→ **Text block**

From experience, I have learned to give a brief definition of my field before elaborating why it is relevant in any context. The general ideas of Human Security have been around for a while but as a concept, it was made popular by the United Nations Development Program (UNDP) in 1994. Its two main aspects are ‘freedom from want’ and ‘freedom from fear’ and the UNDP defines its purpose as ensuring that ‘people can exercise choices safely and freely – and that they can be relatively confident that the opportunities they have today are not totally lost tomorrow.’ It is an approach that focused on the individual rather than the nation state and consists of seven security dimensions that are all interconnected: Economic, food, health, environmental, personal, community and political security. In an ideal – and unfortunately rather utopian – world, a balance of these dimensions would lead to a peaceful, stable and safe existence of all people and societies.
Although my research focus is the connection between financial (in-)security and MHM practices, my time here has taught me that connections between menstruation and all seven dimensions exist and that the surrounding cultural context is key to understanding the challenges that are a daily reality for many.
For some Human Security dimensions like environmental security, the connection to MHM is easily made: In Tanzania, trash is often disposed by burning it on the side of a road and adequate incinerators to dispose of menstrual health products correctly, do not exist.

Referring expression data:
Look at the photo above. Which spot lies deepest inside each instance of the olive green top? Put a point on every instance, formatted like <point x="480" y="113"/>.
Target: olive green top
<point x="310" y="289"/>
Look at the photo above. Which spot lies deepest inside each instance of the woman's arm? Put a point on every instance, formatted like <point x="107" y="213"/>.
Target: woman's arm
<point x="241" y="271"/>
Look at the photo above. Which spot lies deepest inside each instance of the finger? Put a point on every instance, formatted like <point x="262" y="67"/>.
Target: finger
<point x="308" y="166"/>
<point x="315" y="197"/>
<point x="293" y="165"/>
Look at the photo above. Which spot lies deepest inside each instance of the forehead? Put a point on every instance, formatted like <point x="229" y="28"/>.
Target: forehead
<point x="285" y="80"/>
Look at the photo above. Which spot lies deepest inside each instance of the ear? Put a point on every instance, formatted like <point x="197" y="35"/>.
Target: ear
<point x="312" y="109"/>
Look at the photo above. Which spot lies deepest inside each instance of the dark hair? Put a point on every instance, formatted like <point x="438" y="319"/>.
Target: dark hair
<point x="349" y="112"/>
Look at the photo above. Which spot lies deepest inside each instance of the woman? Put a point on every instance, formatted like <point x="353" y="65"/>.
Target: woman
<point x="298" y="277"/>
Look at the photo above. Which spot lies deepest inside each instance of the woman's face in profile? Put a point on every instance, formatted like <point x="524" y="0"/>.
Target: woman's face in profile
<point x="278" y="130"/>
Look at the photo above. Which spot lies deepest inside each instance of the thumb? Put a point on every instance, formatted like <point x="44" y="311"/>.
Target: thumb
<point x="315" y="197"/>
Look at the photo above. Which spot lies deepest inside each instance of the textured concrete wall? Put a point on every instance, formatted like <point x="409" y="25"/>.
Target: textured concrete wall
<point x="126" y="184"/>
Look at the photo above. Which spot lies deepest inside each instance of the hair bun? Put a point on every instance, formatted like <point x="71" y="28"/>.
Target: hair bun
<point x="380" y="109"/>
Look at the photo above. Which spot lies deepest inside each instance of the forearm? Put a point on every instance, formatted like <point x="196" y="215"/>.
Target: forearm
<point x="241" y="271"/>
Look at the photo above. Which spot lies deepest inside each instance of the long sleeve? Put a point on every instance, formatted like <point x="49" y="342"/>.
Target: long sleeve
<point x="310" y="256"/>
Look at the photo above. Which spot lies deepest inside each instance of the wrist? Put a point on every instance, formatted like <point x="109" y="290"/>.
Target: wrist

→ **Questions**
a. Name each of the seven security dimensions the Human Security text lists.
b. According to the Human Security text, which organization made Human Security popular as a concept, and in what year?
c. Translate this sentence from the Human Security text into Spanish: "From experience, I have learned to give a brief definition of my field before elaborating why it is relevant in any context."
Use only the Human Security text to do these tasks.

→ **Answers for each item**
a. Economic, food, health, environmental, personal, community, political

b. The United Nations Development Program (UNDP), in 1994.

c. Por experiencia, he aprendido a dar una breve definición de mi campo antes de explicar por qué es relevante en cualquier contexto.